For each entry in the listing, produce an exact copy.

****************************************

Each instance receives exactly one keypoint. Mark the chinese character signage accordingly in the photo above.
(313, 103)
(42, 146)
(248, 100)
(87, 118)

****************************************

● **YOUR RESPONSE**:
Each instance receives exactly one keypoint. Mark the chinese character signage accordingly in the photo above.
(313, 103)
(42, 146)
(248, 100)
(87, 118)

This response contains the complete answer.